● Source extract:

Egypt policemen get 10 years for blogger’s death

March 04, 2014 - 6:08:31 am

Egyptian policemen Awad Suleiman (right) and Mahmoud Salah react in the dock during their trial in court in the Mediterranean city of Alexandria, 220km northwest of Cairo, yesterday.

ALEXANDRIA: An Egyptian court yesterday sentenced two policemen to 10 years in jail for the killing of a blogger whose death rallied protesters in the 2011 revolt that toppled Hosni Mubarak.

The verdict comes at a time when several activists have expressed fears that the autocratic rule and widespread police abuse prevalent under Mubarak were returning.

The two policemen were sentenced following a retrial for the manslaughter and torture of Khaled Said in June 2010, after they had unlawfully arrested him at an Internet cafe in the Mediterranean city of Alexandria.

Mahmoud Salah Mahmoud and Awad Ismail Suleiman had initially been sentenced to seven years in October 2011 for excessive brutality.

Said’s death galvanised protests against then-president Mubarak, after pictures emerged online of the 28-year-old’s mangled face.

The government further enraged Mubarak’s opponents when it tried to cover up the killing by alleging he choked on a bag of drugs.

A Facebook group entitled “We are all Khaled Said” helped organise the 18-day protests that drove Mubarak’s hated police force from the streets and forced him to resign in February 2011.

Yesterday’s sentencing comes amid renewed popularity for the police, who supported the ouster of Islamist president Mohamed Mursi in July, and a pattern of acquittals for policemen tried for killing protesters during the anti-Mubarak revolt.

Since Mursi’s ouster, Egypt has witnessed not only a crackdown on his supporters, which Amnesty International says has left more than 1,400 people dead, but also arrests of top youth leaders who spearheaded the revolt against Mubarak. 

Both defendants were in a caged dock when judge Ismail Attiya delivered the verdict. They showed little emotion on hearing the sentence.

Their lawyer said he would appeal the verdict, and relatives yelled at police outside the court room: “You sold out your men!”

Mahmud Abdel Rahman, a lawyer for Said’s family, said “justice has been delivered for all” and that the verdict sent a message of “deterrence to a powerful institution.”

Said’s sister Zahra, however, felt that the verdict was “still not enough”.

But “the most important thing is that the police were convicted in front of the people,” she said.

“The charge was also changed from beating to death to torture, which restores his (Said) dignity after many tried to smear his reputation.”

The lawyer for the accused, Ehab Aziz, said he was “not satisfied with the verdict “ and would appeal to the Court of Cassation.

Police and the forensic authority had initially said that Said choked to death after swallowing a packet of drugs.

Another forensic report later said he died of asphyxiation after being beaten, and that the packet of drugs was thrust in his mouth when he was unconscious.

● Data shown:
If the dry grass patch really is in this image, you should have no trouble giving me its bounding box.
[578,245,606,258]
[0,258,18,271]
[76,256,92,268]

● Set task 1:
In the article on the Khaled Said verdict, what sentence did the two policemen first receive in October 2011?
● Set task 2:
List every named person whose own words are quoted in the article on the Khaled Said verdict.
● Set task 3:
Continue the article on the Khaled Said verdict from its final sentence.

● Task output 1:
Seven years, for excessive brutality.

● Task output 2:
Mahmud Abdel Rahman, a lawyer for Said's family
Zahra, Said's sister
Ehab Aziz, the lawyer for the accused

● Task output 3:
Pictures of Said’s badly bruised face after his death spread on the Internet, and his case became synonymous with police brutality under Mubarak.

Said’s supporters and opposition activists have often clashed with security forces, in particular during the trial hearings.

In January, seven activists were sentenced to two years in prison for a violent and unlicenced protest outside the court hearing the Said case. 

Since Mursi’s ouster, the military-installed government has pressed an extensive crackdown on protests, mainly those of his Islamist supporters, frequently setting off violent street clashes.

Three years after the overthrow of Mubarak, Egypt’s police again faces accusations of brutality and ill treatment in detention centres, charges denied by the interior ministry.

The police and army have come under frequent attack by jihadist militants, mainly in the restive Sinai Peninsula, with dozens killed since Mursi’s ouster.

Yesterday, two policemen were shot dead and four wounded in four separate attacks across the country.AFP

Ruling on new judges in Mursi trials postponed

CAIRO: An Egyptian appeals court has postponed until April 9 a request by lawyers to appoint new judges in two trials involving ousted Islamist president Mohamed Mursi, judicial sources said yesterday.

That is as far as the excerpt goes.